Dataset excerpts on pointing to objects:
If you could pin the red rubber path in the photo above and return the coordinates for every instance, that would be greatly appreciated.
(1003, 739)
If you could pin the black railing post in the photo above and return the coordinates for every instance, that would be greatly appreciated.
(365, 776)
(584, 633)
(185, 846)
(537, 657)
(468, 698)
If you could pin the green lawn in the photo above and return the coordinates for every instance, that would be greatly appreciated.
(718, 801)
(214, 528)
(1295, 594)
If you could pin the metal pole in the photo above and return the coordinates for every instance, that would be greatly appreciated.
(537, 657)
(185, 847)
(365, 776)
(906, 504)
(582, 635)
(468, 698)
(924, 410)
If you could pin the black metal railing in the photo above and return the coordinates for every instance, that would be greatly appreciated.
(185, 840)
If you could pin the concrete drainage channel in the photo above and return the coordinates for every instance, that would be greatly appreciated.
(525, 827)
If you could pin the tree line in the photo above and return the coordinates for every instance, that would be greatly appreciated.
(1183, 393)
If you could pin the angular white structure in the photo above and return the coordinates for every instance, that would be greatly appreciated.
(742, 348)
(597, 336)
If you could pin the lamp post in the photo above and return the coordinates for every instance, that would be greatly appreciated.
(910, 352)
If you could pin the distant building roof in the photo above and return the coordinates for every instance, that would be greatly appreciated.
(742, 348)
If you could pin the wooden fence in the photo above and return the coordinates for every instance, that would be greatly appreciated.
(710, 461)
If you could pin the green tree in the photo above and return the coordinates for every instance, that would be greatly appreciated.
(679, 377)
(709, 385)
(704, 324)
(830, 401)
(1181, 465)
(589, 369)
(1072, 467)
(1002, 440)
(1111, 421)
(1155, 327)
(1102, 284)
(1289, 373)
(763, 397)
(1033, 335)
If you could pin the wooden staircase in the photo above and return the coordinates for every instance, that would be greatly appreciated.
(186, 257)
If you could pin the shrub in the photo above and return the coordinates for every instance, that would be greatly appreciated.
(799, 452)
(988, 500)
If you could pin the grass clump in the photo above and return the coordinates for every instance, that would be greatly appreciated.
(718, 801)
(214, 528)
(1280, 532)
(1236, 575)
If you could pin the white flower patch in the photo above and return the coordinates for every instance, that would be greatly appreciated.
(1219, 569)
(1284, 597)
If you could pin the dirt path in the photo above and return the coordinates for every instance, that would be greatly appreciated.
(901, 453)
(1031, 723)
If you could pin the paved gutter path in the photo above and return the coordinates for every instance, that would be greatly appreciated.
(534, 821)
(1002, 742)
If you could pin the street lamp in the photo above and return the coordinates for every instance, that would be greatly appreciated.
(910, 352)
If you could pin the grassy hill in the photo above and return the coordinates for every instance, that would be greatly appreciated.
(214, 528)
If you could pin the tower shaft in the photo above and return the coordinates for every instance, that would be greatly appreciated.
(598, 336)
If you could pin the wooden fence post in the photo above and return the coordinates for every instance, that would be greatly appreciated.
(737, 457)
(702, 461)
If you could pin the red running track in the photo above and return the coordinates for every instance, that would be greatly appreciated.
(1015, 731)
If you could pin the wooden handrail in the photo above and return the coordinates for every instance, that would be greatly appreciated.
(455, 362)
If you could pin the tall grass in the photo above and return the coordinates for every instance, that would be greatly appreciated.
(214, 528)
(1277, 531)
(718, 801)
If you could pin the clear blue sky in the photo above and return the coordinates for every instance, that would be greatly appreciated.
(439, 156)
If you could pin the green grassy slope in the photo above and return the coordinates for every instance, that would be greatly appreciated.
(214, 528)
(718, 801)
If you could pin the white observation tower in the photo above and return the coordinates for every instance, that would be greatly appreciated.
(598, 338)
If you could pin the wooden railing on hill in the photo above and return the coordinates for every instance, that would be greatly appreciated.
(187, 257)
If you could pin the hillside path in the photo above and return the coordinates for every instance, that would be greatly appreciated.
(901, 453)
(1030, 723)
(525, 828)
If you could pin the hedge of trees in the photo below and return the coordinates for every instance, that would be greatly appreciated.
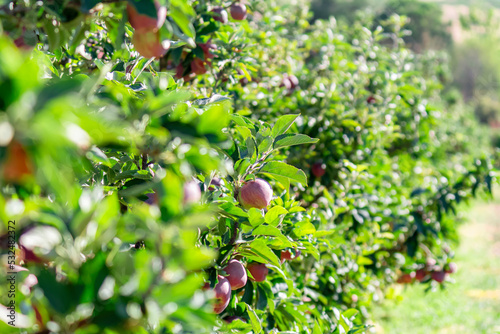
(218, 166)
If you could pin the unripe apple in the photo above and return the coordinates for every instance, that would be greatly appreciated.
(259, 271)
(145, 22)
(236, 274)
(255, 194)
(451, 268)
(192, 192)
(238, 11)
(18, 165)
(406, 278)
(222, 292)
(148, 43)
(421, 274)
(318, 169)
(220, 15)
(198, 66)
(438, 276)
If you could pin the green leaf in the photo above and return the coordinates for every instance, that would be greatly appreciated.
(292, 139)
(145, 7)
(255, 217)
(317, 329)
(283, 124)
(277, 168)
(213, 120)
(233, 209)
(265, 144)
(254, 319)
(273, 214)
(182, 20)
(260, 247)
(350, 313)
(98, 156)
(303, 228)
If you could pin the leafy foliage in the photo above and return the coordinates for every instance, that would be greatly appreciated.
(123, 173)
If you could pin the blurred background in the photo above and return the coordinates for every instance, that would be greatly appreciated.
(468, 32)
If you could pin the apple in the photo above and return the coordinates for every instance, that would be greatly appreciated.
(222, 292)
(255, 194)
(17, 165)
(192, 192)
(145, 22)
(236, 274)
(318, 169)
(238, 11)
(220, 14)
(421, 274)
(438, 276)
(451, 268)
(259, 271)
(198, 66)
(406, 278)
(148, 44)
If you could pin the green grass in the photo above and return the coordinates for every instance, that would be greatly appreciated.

What the exercise asks:
Copy the lines above verbatim, starting at the line that contains "If you could pin the shrub" and ending at the line that contains "(1031, 723)".

Final result:
If you could pin the shrub in the photo above and return the coordinates for every instance, that would be greatly appreciated.
(799, 452)
(988, 500)
If you could pin the grass clump in the photo above and return the coordinates for every instance, that would be greatly appreciated.
(718, 801)
(214, 528)
(1280, 532)
(1236, 575)
If you could pin the white flower patch in the photo above and return the coordinates for every instance, that would be greatly appreciated.
(1219, 569)
(1284, 597)
If you could pin the dirt path in the photo above and return the coordinates for every instance, that would be greatly appreciated.
(901, 453)
(1031, 723)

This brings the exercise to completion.